━━━ Data listing ━━━

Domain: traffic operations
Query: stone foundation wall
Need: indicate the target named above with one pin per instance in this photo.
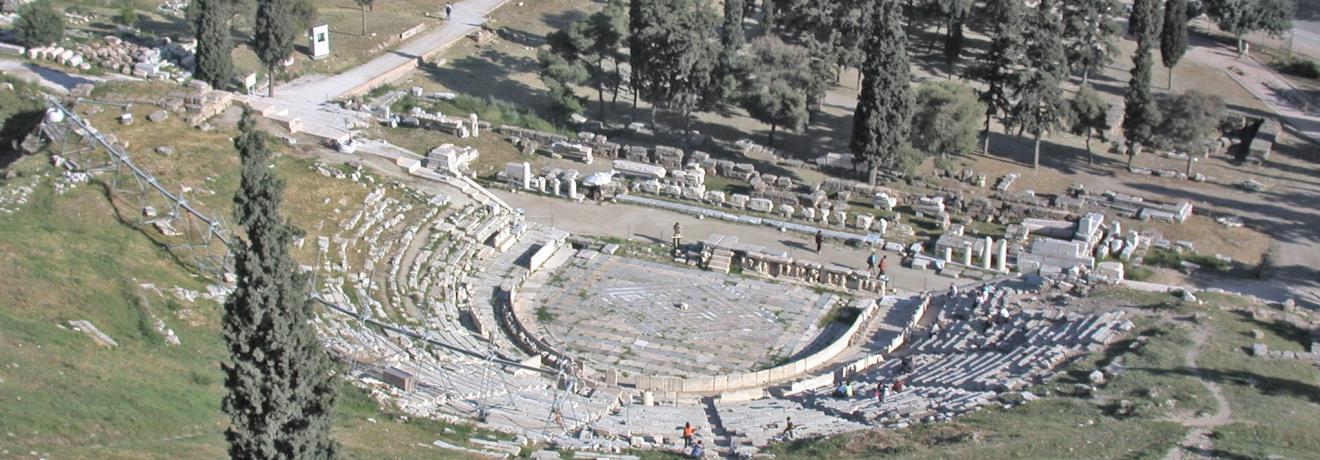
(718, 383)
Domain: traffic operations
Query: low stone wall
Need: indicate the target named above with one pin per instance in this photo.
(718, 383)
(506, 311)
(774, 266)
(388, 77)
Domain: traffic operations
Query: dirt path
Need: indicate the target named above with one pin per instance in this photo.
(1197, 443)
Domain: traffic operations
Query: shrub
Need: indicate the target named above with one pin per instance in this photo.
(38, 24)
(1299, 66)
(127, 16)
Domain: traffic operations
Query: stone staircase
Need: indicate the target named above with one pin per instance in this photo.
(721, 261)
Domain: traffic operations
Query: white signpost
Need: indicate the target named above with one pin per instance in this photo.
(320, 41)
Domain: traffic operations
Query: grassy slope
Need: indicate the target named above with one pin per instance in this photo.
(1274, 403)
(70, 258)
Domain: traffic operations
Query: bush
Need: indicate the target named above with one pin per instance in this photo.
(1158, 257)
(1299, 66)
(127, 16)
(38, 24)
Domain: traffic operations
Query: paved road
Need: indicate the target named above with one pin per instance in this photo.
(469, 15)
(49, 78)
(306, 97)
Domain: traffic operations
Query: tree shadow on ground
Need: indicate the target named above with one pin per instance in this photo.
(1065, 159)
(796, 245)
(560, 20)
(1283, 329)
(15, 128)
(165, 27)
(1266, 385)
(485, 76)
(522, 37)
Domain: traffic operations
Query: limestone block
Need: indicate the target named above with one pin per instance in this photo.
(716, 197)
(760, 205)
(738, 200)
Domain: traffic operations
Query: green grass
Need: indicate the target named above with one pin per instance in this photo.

━━━
━━━ Data listing ━━━

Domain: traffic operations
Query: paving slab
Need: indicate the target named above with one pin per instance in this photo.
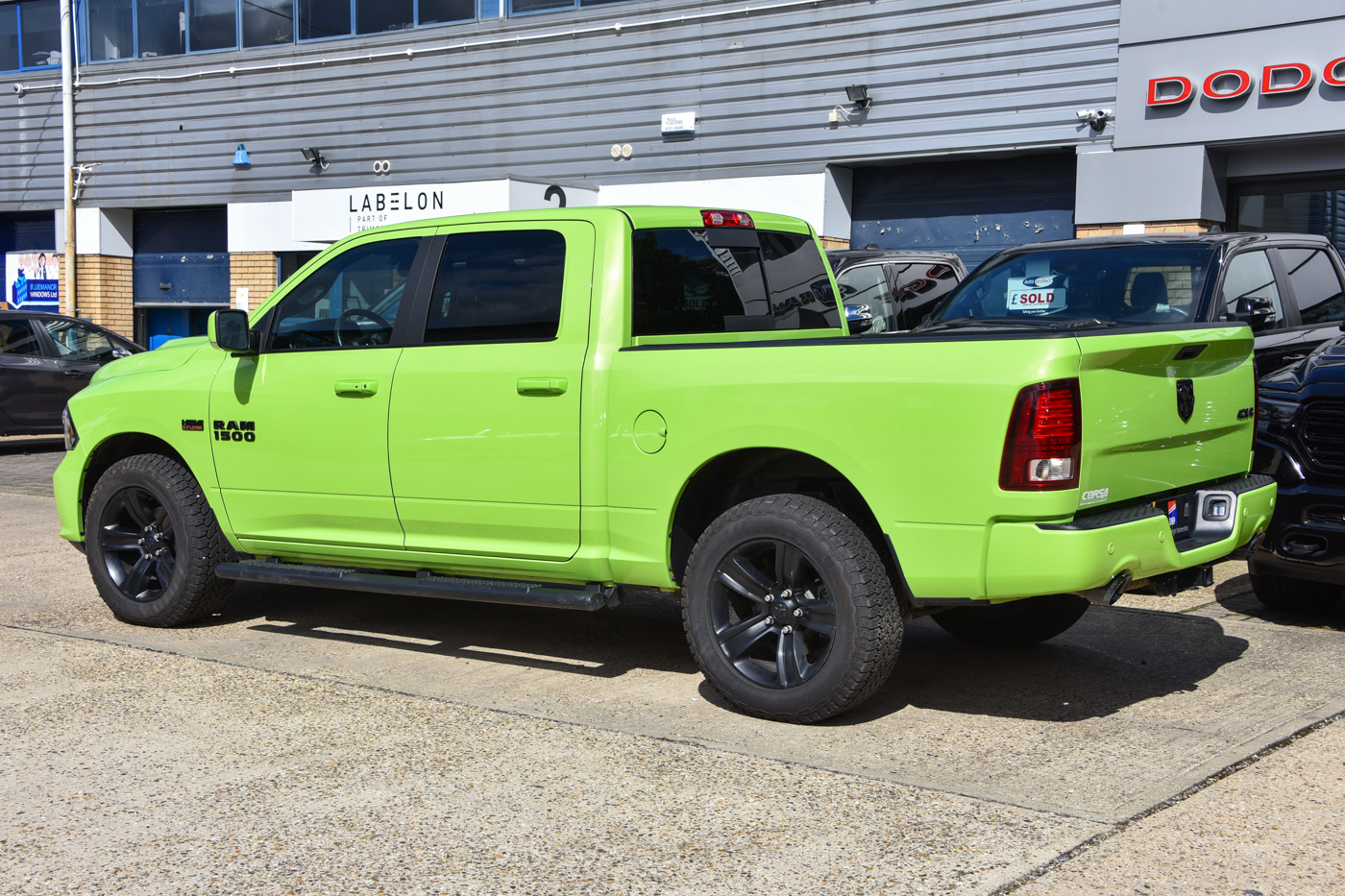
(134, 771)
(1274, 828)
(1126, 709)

━━━

Extract every line of the material above that contains the string "wall". Matches are case-sensitive.

Query: stone foundation wall
Query: low stone wall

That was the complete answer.